---------- PROVIDED DATA
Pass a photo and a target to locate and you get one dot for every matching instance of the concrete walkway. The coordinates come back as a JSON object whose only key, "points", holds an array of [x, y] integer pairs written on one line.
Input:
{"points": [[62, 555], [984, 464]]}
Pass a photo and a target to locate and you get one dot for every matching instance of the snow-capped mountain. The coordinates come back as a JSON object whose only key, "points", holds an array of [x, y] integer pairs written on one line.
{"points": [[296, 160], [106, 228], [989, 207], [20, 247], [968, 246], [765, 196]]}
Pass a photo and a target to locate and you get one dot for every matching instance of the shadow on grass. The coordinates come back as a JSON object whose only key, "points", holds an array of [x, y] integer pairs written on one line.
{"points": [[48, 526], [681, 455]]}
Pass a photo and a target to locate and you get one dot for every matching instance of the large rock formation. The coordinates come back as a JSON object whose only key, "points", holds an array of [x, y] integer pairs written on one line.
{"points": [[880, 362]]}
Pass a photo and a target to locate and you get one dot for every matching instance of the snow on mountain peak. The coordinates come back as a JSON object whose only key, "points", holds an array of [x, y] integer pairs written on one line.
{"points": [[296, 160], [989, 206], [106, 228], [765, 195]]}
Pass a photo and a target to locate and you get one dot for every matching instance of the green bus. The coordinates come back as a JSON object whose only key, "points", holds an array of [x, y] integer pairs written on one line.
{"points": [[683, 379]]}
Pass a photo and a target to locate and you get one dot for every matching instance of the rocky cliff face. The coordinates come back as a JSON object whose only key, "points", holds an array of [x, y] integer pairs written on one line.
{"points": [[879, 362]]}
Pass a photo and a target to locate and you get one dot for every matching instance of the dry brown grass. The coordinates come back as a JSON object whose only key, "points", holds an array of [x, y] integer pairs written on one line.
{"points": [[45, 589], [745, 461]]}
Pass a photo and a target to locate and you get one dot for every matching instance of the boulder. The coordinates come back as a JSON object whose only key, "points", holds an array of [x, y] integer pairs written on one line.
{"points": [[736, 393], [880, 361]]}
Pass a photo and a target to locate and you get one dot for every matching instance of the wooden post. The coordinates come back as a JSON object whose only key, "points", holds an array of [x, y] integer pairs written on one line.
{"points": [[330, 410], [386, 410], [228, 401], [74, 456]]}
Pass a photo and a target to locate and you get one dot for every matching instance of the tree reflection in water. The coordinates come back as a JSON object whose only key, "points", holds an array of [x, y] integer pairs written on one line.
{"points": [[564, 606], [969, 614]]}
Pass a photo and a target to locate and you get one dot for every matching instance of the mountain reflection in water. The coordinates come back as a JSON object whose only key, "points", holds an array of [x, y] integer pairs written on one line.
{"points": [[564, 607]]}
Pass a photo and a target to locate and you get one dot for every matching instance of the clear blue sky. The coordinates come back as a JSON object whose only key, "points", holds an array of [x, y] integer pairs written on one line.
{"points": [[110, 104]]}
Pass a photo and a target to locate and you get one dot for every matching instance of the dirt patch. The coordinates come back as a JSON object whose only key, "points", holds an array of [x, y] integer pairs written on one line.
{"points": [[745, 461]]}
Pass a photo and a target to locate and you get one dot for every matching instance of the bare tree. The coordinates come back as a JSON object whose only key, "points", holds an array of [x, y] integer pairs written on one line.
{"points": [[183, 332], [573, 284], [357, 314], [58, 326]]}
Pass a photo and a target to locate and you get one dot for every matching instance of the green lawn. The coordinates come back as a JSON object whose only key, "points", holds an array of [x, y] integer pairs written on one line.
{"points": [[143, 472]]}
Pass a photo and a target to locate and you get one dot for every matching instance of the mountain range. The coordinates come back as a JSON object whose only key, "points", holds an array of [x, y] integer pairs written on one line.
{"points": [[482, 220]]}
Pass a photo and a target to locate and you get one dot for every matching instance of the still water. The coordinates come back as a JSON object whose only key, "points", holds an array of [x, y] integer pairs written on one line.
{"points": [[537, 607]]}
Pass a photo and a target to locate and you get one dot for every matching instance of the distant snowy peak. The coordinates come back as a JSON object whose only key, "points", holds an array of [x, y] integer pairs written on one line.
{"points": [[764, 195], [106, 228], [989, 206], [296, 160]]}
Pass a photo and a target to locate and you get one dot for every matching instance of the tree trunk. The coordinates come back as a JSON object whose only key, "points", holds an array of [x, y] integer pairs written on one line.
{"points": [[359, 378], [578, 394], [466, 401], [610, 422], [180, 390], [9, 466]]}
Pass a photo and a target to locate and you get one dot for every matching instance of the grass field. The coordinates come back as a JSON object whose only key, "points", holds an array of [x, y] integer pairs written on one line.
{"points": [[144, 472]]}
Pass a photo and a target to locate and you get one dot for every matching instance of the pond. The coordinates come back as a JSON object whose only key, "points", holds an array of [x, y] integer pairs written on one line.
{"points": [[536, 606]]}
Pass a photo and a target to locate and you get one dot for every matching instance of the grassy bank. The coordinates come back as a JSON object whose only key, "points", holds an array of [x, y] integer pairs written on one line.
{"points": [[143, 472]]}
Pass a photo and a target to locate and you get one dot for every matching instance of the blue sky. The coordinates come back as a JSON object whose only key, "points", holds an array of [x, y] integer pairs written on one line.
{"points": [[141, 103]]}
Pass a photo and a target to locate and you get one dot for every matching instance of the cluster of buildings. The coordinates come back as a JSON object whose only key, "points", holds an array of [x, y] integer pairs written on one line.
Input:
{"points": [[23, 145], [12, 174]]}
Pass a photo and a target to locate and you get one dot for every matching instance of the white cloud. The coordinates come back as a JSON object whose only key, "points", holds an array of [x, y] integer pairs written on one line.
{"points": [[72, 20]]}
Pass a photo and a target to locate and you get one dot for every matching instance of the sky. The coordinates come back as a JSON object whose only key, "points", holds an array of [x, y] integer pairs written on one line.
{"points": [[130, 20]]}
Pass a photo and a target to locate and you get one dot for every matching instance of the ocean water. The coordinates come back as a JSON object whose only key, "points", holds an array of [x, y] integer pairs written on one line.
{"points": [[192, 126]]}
--------------------
This exercise calls for every record above to be written out again exactly.

Pass a photo and a target to locate and you get one dot for every matching instance of the concrete walkway. The coordinates come back as a JSON object whose only key, "points", holds an array of [x, y] integer pairs written on one line.
Input:
{"points": [[62, 555], [984, 464]]}
Pass a photo and a target to locate and you get one dot for every matching instance of the snow-capped mountain. The coordinates come back as a JSON object whose only key, "points", holds an array of [x, y] integer pairs written on one line.
{"points": [[296, 160], [106, 228], [989, 207], [20, 247], [968, 246], [765, 196]]}
Pass a photo and a target to locate and you get one dot for every matching instance of the shadow on grass. The coordinates come back as a JSON object whose only key, "points", holds an array of [x, y] integer pairs written on one line.
{"points": [[48, 526], [681, 455]]}
Pass a photo and a target to locate and you get one dot for every matching instance of the large rock formation. The coordinates come back as a JSON object whose only key, "points", holds an array of [x, y] integer pairs written on one line.
{"points": [[880, 362]]}
Pass a photo and a target to locate and you get one dot for every matching instance of the snow on mountain peak. The coordinates come back as a JSON object whose only key, "points", holds an array of [x, y] integer pairs written on one line.
{"points": [[296, 160], [989, 206], [106, 228], [765, 195]]}
Pass a photo and a target to locate and you get one dot for every matching instance of the green bus. The coordinates come back as a JSON object whose only key, "points", holds an array of [x, y] integer pairs written on one line.
{"points": [[683, 379]]}
Pass a photo and a target to locate and you get one dot for every matching instance of the rocky cliff face. The coordinates come back as a JSON object whose only key, "points", holds an array of [x, y] integer pairs written on one line.
{"points": [[879, 362]]}
Pass a photo and a target to locate and you get one dot for every matching instance of the dry brown grass. The coordinates come back as a JSON object whose only key, "points", holds an array of [x, y] integer pairs written on one line.
{"points": [[45, 589], [745, 461]]}
Pass a photo and a target to locate and you get one dot for every matching instance of the boulder. The coordinates come back as a JSON object whose only key, "points", holds an array of [x, y] integer pairs written on one line.
{"points": [[736, 393], [880, 361]]}
Pass a photo and a target to locate and you get one dot for every matching instance of the wooden post. The coordinates come back as a JSON object whose only key, "points", holds an array of [x, y] integer pairs written on one line.
{"points": [[330, 410], [386, 410], [228, 401], [74, 456]]}
Pass a photo and a target to locate and you get one dot for every matching instance of the tree reflection in water. The coordinates come back as a JSON object whose only key, "points", holds an array of [x, y] integer pairs written on one line.
{"points": [[564, 606], [969, 614]]}
Pass a photo and a target to locate and you get one dot for every matching instance of the mountain reflection in water. The coordinates come back as a JSON object whose only key, "points", holds an array of [x, y] integer pairs written on one line.
{"points": [[564, 607]]}
Pass a photo and a target to locate and you get one dot for every matching instance of the clear blue sky. The coordinates come back as a JSON object whose only key, "points", holds an array of [x, y] integer pairs written on one line.
{"points": [[110, 104]]}
Pass a photo and a target to locate and you get one dot for every matching instance of the dirt patch. The coordinates come back as a JSON object whose only key, "points", holds an array of [x, y] integer pairs written on one line.
{"points": [[745, 461]]}
Pass a photo and a target to locate and you get one dot for every matching instance of the bare tree. The coordinates come back as a JSON object whose only key, "points", holds an array of [x, y] integer pairs written on one line.
{"points": [[183, 332], [573, 284], [357, 314], [58, 326]]}
Pass a photo and a target to locate and you get one dot for every matching instance of the green lawn. The coordinates come back as a JSON object whose only key, "points", holds an array of [x, y] integer pairs written on one line.
{"points": [[143, 472]]}
Pass a photo and a target to locate and you get one dot for every matching instance of the mountain range. The coordinates come back as a JSON object whose only key, "points", holds an array of [x, y] integer pairs written on one line.
{"points": [[482, 220]]}
Pass a photo and a target to locate and you get one dot for every matching instance of the still water. The coordinates come back as a JSON object whose only key, "points", holds an array of [x, y] integer pairs written on one line.
{"points": [[537, 607]]}
Pass a photo and a target to locate and you get one dot for every matching instance of the distant snowy peak. The coordinates come back as a JSON object whose only key, "points", holds an array of [x, y] integer pairs written on one line.
{"points": [[764, 195], [106, 228], [989, 206], [296, 160]]}
Pass a photo and a target to locate and you get one dot for every matching instance of the tree trunk. The coordinates come back as a JSON object whose only key, "points", holds an array of [x, y] integer pairs written on one line.
{"points": [[359, 378], [578, 394], [466, 401], [610, 422], [180, 390], [9, 466]]}
Pass a photo and a target to locate and you get one dot for every matching instance of the grass field. The coordinates come back as a JSON object whose only key, "points", holds an array of [x, y] integer pairs written on one line.
{"points": [[144, 472]]}
Pass a photo and a target to locate and you get one dot for every matching instance of the pond. The coordinates come back as a JSON object whose only key, "points", holds an array of [x, y] integer pairs written on one line.
{"points": [[536, 606]]}
Pass a photo and a target to locate and you get one dot for every matching instance of the grassy bank. The coordinates come back as a JSON object whose only key, "points", holds an array of [x, y] integer pairs written on one line.
{"points": [[143, 472]]}
Pass a photo and a target to locate and you get one dot for every matching instance of the blue sky. The coordinates come back as a JSON object whose only key, "points", holds an array of [x, y] integer pairs written on one line.
{"points": [[141, 103]]}
Pass a photo and a target to locate and you get one dot for every matching instance of the cluster of buildings. The coordinates come back as a JSON object whose only key, "points", holds an array of [x, y] integer pairs written on one line.
Input:
{"points": [[23, 145], [12, 174]]}
Pass a photo and a target to locate and you get one dot for every matching instance of the white cloud. The coordinates come back as a JSON object whose only key, "points", holds an array of [x, y] integer pairs written on one line.
{"points": [[72, 20]]}
Pass a photo and a target to locate and you get one dot for every matching instance of the sky. The coordinates come back as a JSON object whose only key, "points", holds an array of [x, y] integer pairs written on one line.
{"points": [[130, 20]]}
Pass a photo and a target to locate and you get one dot for every matching instance of the ocean water. The coordinates come back as a JSON object whose only key, "points", holds an array of [x, y] integer pairs written on one line.
{"points": [[192, 126]]}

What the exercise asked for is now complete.